**STUDY TEXT**
########
50 Shades of Grey in Every Exercise Progression
It’s been occupying my mind for a few weeks now… the idea that exercise prescription is black or white, that you either can or you can’t. However, what if within any exercise there was an opportunity to regress or progress? Take running for example, can you regress it while still technically running? I think that you can!
For one, it depends on the injury. If it’s your pelvic floor, there are a number of measures that you can take to reduce the impact, including;
- Landing pattern – on the forefoot or mid-foot rather than the heel.
- Stride length – shorter is less impact.
- Surface – grass and off-trail is lower impact than cement.
- Incline – running up hills and stairs is less impact than running down.
For the sake of the argument, lets say that the injury was a knee injury, the same “reduce impact” regressions would apply, and hopefully they could still run.
If a swimmer wants to swim with a shoulder injury, how can we modify swimming to reduce the impact on the shoulder? Firstly, i would test all sorts of strokes. Can the client:
- perform freestyle without pain (during or afterwards)?
- perform breaststroke without pain (during or afterwards)?
- perform backstroke without pain (during or afterwards)?
- hold a kickboard?
Next, we work with what the client CAN do, as well as keeping in mind WHY they have a shoulder injury in the first place. For many amateur swimmers it is a rotator cuff problem, from the hundreds of laps of forward rotation of the shoulder (freestyle) and relatively little backward rotation (backstroke). Firstly, lets get them swimming in a pattern that doesn’t exacerbate the injury, then let’s move the shoulder in a pattern that will provide muscle balance, so that their rotator cuff problems never some back (provide an antidote to the repetitive stress of a movement). However, if humanly possible, i believe we should encourage the client to keep swimming or running within their capabilities, then work upwards from there.
########
**ENTRIES SHOWN**

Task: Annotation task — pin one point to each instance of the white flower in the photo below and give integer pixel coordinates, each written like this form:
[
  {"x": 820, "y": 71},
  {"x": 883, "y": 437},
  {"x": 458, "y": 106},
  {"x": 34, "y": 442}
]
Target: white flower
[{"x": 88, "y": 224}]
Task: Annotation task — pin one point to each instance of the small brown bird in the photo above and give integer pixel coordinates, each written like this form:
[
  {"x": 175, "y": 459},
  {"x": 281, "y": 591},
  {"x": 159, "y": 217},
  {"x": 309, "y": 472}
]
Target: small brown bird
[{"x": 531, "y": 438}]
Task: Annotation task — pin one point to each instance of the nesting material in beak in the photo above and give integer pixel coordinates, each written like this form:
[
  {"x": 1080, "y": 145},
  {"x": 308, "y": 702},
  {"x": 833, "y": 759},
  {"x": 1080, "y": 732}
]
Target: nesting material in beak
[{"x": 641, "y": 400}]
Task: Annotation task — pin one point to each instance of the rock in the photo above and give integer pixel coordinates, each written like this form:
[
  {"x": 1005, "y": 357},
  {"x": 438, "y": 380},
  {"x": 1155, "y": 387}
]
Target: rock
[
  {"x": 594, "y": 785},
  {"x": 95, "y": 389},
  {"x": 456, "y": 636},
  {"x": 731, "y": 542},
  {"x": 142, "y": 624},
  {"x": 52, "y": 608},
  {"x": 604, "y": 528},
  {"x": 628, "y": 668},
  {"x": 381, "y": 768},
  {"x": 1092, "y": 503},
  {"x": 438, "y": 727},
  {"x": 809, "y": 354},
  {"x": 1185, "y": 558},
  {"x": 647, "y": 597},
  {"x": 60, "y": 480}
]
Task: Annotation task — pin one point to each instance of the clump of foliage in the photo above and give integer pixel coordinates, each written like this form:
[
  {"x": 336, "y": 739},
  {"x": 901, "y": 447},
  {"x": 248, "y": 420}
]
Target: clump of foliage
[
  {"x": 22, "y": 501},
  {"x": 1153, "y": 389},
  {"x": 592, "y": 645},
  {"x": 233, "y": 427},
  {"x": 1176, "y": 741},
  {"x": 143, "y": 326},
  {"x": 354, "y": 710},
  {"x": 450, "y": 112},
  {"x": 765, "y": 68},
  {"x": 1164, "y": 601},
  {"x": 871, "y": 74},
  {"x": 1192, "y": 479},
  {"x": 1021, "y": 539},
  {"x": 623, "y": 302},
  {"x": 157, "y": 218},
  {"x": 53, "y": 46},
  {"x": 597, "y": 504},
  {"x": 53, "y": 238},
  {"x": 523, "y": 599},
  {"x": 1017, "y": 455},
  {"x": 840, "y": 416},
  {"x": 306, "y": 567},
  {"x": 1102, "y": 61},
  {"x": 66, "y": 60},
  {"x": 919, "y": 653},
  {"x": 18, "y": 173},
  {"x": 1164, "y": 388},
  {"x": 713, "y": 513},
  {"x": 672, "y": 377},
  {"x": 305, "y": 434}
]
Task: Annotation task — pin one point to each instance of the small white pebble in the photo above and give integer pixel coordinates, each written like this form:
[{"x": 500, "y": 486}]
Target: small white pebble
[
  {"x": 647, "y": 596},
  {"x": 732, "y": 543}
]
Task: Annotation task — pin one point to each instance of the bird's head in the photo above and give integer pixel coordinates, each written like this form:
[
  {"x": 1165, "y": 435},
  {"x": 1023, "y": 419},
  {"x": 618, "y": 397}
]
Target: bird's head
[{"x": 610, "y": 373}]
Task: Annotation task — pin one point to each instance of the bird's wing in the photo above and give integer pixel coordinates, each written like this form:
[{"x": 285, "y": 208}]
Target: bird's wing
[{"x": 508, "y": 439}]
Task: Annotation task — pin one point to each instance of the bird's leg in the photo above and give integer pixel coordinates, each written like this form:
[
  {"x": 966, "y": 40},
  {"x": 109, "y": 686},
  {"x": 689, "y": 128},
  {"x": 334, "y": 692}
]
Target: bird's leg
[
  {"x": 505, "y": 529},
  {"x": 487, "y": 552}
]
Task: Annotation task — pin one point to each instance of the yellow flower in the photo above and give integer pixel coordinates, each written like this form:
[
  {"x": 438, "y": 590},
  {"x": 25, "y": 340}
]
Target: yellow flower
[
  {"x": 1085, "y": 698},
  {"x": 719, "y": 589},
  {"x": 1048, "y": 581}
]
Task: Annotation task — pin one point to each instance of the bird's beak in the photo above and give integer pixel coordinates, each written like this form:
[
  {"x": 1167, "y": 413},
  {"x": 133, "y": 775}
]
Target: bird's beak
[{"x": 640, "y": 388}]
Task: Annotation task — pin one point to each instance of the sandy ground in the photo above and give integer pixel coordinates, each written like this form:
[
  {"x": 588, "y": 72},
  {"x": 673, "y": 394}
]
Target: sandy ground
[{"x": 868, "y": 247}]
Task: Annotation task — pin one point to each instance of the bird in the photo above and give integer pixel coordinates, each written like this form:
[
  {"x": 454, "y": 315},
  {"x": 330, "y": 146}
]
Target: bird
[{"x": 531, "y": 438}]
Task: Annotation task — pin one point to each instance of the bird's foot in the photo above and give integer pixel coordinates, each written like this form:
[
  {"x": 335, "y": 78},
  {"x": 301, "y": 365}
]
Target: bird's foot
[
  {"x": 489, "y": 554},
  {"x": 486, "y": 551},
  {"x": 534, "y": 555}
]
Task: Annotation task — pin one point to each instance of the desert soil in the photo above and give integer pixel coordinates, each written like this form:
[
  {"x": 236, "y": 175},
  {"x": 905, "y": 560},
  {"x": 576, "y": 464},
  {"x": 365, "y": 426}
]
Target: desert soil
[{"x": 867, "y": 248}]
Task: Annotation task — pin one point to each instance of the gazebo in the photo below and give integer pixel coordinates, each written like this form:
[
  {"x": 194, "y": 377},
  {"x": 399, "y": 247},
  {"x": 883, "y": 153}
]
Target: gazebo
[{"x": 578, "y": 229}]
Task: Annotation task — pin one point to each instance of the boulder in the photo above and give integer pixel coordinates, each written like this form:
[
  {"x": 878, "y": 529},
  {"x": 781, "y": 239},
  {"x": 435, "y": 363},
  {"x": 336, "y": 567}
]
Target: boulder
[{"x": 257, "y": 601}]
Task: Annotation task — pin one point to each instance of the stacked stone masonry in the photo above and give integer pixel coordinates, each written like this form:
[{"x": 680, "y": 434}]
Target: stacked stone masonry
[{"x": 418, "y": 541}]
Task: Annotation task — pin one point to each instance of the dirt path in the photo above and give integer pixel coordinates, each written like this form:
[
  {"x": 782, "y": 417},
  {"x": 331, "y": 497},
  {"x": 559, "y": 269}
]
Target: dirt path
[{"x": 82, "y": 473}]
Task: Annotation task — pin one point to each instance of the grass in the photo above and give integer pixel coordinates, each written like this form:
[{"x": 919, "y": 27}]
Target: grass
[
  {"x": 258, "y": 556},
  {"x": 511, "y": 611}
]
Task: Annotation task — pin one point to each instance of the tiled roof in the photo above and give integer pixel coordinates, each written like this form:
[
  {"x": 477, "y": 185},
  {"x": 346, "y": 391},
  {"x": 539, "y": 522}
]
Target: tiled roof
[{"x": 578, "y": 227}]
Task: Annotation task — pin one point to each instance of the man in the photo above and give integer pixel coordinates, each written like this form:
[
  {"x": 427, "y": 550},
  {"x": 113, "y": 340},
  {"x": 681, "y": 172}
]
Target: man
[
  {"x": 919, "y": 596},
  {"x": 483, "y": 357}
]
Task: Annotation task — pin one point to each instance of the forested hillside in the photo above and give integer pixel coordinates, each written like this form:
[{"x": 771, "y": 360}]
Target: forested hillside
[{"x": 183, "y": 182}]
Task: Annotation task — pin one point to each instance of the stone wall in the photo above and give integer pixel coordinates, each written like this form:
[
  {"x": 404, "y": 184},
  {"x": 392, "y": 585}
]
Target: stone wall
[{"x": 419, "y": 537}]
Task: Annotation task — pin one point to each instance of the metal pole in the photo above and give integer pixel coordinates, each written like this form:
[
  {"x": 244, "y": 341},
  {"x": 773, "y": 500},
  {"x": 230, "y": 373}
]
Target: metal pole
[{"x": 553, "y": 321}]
########
**TASKS TO CARRY OUT**
**A)** Answer these questions from the article on exercise progression:
(i) Which stride length has less impact?
(ii) Which running surfaces have lower impact than cement?
(iii) For many amateur swimmers with a shoulder injury, what kind of problem is it?
**B)** Return the part of the article on exercise progression from "- Stride length" up to and including "breaststroke without pain (during or afterwards)?", copied word for word.
None of the data is needed for these tasks.

**SOLUTIONS IN ORDER**
**A)**
(i) A shorter stride length.
(ii) Grass and off-trail.
(iii) A rotator cuff problem.

**B)**
- Stride length – shorter is less impact.
- Surface – grass and off-trail is lower impact than cement.
- Incline – running up hills and stairs is less impact than running down.
For the sake of the argument, lets say that the injury was a knee injury, the same “reduce impact” regressions would apply, and hopefully they could still run.
If a swimmer wants to swim with a shoulder injury, how can we modify swimming to reduce the impact on the shoulder? Firstly, i would test all sorts of strokes. Can the client:
- perform freestyle without pain (during or afterwards)?
- perform breaststroke without pain (during or afterwards)?